# [EXCERPTED PASSAGE]
The membership of the Club was composed of professional gentlemen from a variety of backgrounds - including clerics, academics and physicians - in both Edinburgh and St Andrews. Meetings of the club are described as being generally informal, and retrospective on the Club from an 1874 edition of The British Journal of Photography states that had "neither laws, office-bearers, or formalities of any kind":

"The meetings were held periodically at the houses of the members alternately, and generally each took the form of a breakfast, although when some greater step than ordinary had been made in advance it was generally honoured by being introduced to the members at a formal dinner."

Despite the lack of records, the names of eight members have been traced, and the albums themselves include the names of five members as well as a number of associates.

Point localization data:
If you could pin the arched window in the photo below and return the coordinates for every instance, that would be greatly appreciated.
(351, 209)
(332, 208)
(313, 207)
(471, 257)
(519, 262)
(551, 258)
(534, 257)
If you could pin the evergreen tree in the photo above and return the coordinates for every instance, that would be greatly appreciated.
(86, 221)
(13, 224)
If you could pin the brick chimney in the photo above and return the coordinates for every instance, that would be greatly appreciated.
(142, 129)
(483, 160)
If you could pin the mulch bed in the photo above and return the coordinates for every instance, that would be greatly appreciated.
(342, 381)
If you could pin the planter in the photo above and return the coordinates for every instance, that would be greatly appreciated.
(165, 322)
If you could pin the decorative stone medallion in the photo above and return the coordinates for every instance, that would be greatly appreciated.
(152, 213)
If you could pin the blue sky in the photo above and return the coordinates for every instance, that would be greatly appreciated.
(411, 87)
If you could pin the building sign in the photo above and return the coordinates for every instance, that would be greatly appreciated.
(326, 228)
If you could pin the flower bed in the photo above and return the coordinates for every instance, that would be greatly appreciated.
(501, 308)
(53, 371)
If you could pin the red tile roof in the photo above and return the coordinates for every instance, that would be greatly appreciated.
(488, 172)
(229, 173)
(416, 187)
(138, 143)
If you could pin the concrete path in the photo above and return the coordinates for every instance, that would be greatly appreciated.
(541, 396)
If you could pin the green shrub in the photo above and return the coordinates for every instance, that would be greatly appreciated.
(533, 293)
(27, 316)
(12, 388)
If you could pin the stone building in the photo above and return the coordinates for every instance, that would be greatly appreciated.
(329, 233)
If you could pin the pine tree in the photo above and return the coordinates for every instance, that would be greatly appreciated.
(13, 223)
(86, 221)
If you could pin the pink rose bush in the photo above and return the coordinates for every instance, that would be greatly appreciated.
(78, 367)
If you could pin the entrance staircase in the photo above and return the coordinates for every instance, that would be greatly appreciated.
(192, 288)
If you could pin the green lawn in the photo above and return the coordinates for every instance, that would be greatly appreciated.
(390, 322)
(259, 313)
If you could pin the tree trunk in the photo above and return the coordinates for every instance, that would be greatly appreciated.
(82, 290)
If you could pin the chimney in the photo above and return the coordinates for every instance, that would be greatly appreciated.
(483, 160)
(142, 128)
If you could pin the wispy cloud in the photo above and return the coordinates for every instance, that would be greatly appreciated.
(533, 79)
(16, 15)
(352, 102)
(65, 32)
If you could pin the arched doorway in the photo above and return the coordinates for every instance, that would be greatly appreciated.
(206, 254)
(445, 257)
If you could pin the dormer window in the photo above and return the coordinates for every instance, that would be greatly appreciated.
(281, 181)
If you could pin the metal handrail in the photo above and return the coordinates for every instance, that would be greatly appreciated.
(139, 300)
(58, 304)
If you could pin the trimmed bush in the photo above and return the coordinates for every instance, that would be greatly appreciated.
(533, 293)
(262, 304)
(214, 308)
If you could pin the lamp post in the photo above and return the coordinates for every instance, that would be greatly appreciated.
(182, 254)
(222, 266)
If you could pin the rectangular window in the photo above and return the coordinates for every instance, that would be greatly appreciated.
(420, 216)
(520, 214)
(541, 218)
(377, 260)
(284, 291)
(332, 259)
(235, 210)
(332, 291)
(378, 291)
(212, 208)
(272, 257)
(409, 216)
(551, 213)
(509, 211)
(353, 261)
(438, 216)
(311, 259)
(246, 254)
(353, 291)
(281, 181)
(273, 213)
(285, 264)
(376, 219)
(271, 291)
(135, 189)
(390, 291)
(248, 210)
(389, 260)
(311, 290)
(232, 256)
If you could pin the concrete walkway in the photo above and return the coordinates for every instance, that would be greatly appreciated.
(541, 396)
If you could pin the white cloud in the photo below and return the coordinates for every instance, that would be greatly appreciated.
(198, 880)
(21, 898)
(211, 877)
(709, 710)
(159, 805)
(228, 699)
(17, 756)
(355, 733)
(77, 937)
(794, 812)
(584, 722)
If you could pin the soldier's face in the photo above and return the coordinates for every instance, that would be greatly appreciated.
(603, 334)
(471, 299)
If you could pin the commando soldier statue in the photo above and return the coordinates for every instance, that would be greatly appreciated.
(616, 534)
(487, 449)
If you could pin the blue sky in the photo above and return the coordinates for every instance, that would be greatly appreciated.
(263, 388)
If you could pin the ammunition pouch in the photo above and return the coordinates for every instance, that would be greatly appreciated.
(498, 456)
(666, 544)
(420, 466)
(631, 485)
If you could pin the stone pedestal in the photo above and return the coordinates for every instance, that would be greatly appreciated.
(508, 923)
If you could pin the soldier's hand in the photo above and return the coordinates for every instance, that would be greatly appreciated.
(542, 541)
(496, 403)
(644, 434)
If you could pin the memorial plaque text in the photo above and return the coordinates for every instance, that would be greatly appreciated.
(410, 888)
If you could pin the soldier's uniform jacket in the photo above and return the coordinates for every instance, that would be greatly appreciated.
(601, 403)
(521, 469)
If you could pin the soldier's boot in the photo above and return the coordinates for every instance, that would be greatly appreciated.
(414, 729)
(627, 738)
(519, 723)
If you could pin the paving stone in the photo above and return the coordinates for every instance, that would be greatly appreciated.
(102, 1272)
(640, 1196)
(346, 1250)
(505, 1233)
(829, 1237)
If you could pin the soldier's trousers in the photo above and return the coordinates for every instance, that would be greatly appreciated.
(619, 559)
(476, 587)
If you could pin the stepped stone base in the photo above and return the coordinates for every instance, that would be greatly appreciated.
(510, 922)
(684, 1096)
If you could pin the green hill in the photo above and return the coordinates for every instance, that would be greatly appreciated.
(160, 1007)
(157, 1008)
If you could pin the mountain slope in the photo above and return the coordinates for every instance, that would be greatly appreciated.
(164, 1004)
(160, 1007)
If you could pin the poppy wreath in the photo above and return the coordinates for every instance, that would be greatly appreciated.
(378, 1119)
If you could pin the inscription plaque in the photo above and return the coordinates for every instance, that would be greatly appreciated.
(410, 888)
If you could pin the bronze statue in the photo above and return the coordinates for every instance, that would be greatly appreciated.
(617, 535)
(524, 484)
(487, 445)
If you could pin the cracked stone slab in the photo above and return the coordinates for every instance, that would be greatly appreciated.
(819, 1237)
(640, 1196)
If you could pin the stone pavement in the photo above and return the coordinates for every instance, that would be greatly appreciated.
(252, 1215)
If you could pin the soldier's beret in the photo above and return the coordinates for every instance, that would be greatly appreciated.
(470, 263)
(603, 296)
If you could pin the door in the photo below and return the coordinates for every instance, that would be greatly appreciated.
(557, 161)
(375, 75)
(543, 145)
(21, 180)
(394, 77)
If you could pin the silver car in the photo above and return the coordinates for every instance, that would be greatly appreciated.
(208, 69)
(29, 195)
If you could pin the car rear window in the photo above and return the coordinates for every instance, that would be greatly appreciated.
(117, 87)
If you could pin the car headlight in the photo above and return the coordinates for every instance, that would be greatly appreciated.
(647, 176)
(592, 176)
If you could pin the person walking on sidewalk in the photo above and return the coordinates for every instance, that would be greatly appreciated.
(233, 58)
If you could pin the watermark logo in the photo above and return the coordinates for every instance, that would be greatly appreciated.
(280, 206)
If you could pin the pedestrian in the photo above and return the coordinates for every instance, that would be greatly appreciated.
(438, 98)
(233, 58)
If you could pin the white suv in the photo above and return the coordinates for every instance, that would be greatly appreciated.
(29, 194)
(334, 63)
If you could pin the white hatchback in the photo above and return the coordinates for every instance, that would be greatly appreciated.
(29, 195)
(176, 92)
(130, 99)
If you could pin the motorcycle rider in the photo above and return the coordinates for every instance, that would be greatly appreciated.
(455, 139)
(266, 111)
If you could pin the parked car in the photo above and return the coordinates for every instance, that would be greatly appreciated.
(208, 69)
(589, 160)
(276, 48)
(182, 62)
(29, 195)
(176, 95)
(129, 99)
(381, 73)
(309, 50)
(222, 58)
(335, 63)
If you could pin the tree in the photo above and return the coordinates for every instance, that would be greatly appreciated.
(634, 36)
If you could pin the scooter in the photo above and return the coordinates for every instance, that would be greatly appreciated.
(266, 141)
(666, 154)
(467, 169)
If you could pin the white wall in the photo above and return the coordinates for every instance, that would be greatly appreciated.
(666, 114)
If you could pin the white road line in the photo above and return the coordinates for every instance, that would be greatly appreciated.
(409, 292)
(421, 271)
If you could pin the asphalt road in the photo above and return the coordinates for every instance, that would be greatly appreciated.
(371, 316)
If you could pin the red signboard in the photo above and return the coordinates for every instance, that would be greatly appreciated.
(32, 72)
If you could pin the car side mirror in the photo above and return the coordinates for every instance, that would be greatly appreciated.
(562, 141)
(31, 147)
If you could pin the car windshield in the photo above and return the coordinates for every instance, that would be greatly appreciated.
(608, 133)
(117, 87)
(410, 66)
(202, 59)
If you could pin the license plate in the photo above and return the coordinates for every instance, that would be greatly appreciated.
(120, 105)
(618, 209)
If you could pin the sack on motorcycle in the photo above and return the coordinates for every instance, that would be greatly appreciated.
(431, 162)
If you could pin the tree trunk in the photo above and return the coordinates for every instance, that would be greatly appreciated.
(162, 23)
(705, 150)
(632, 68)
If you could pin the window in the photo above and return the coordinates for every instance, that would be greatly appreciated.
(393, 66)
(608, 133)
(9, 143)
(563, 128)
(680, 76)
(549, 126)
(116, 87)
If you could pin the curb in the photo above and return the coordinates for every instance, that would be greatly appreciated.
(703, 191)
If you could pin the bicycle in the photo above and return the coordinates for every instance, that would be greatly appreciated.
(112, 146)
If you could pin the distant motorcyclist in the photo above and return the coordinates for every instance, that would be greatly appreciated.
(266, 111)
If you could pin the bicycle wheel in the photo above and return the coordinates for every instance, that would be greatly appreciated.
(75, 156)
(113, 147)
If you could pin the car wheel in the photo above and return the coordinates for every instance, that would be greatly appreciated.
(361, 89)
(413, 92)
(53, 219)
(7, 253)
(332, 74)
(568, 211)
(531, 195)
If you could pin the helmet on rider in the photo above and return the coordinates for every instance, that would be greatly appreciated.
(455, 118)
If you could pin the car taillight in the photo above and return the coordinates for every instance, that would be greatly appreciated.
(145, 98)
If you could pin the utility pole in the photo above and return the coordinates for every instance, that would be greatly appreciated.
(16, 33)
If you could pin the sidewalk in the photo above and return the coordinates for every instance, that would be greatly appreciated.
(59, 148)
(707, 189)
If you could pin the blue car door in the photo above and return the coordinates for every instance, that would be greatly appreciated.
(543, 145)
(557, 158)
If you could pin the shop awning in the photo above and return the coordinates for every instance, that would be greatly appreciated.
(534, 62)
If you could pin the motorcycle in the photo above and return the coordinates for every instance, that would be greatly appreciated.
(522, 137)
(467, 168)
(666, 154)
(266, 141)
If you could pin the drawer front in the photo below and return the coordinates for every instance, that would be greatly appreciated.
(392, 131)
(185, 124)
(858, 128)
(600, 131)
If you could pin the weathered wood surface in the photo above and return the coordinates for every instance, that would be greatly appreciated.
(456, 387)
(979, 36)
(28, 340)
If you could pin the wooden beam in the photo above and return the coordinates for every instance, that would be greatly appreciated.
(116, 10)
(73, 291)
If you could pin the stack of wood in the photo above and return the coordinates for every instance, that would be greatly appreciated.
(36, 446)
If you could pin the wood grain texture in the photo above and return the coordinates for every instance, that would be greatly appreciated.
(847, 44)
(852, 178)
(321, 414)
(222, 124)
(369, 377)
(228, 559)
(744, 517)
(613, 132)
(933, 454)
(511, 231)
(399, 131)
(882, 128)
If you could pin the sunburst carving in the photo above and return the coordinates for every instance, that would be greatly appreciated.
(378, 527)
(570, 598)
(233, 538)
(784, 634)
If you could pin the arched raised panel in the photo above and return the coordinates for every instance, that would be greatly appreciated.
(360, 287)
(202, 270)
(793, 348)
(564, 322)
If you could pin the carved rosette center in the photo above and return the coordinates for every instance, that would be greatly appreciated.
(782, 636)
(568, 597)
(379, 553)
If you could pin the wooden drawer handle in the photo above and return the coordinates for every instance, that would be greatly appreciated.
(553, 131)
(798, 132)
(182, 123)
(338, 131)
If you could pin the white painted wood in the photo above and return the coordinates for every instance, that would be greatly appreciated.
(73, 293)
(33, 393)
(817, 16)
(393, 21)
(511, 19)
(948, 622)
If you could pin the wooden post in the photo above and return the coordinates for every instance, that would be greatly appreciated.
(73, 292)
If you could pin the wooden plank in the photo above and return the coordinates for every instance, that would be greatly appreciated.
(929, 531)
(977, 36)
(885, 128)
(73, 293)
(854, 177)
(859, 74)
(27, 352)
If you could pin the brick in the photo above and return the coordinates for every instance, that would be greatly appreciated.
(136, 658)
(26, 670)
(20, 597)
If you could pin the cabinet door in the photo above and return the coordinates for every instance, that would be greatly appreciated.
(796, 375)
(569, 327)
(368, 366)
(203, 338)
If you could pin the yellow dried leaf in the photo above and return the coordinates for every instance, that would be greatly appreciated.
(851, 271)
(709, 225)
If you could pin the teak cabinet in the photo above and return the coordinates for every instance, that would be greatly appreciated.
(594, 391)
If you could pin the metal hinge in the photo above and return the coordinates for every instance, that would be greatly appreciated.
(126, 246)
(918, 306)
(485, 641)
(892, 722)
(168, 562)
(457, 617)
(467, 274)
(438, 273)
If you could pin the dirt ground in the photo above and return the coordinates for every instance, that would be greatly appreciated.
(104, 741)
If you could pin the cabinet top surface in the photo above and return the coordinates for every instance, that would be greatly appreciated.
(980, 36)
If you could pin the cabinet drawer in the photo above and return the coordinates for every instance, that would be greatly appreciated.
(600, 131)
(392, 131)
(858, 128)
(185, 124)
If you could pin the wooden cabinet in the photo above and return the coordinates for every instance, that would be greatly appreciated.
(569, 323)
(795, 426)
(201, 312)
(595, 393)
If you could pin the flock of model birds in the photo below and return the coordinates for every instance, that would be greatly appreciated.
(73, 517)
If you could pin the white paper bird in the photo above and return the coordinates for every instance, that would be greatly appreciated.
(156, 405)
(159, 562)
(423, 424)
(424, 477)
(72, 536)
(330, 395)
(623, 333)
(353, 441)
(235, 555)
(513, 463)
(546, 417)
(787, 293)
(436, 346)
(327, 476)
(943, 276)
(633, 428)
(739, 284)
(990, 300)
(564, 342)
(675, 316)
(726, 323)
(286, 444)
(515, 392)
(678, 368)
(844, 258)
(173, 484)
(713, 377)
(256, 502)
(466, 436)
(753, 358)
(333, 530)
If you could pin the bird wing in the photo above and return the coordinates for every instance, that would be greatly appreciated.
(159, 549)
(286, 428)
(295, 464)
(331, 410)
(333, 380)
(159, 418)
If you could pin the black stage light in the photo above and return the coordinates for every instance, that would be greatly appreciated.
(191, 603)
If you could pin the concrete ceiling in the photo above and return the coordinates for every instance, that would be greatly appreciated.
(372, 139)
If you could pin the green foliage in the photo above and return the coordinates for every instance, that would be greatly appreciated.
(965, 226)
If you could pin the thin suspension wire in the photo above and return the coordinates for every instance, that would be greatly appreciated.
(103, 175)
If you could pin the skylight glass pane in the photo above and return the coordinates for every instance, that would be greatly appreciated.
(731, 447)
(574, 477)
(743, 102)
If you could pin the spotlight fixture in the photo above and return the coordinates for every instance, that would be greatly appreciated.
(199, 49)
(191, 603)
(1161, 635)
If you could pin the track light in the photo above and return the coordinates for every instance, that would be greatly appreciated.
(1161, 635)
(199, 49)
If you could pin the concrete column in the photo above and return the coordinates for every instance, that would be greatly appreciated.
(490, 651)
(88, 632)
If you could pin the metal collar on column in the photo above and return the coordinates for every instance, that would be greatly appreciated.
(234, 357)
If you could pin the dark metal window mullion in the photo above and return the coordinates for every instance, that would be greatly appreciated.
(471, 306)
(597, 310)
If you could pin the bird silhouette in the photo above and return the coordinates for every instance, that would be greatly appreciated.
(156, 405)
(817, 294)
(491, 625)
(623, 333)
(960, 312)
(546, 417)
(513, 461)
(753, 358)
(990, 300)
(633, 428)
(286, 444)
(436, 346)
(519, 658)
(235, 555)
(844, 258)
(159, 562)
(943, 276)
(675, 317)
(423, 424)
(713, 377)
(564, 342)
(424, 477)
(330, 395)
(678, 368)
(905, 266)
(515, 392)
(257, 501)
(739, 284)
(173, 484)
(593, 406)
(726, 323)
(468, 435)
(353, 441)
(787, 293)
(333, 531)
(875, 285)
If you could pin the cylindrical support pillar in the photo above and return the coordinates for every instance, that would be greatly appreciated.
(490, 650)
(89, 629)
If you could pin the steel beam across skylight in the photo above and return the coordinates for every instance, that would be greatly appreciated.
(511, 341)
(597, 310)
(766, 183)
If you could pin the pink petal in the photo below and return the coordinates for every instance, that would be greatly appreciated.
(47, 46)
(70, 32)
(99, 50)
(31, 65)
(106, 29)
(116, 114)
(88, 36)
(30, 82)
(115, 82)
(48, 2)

# [TASKS FOR THIS EXERCISE]
a - Can you rewrite the paragraph beginning "The membership of the Club" in the passage on the Club as a short list that keeps its main facts?
b - Would you copy the part of the passage on the Club starting with "Despite the lack" and going on through "number of associates."?

# [SOLUTIONS PER TASK]
a -
- Members were professional gentlemen from varied backgrounds, including clerics, academics and physicians, in both Edinburgh and St Andrews.
- Club meetings were generally informal.
- An 1874 retrospective in The British Journal of Photography states that the Club had "neither laws, office-bearers, or formalities of any kind."

b -
Despite the lack of records, the names of eight members have been traced, and the albums themselves include the names of five members as well as a number of associates.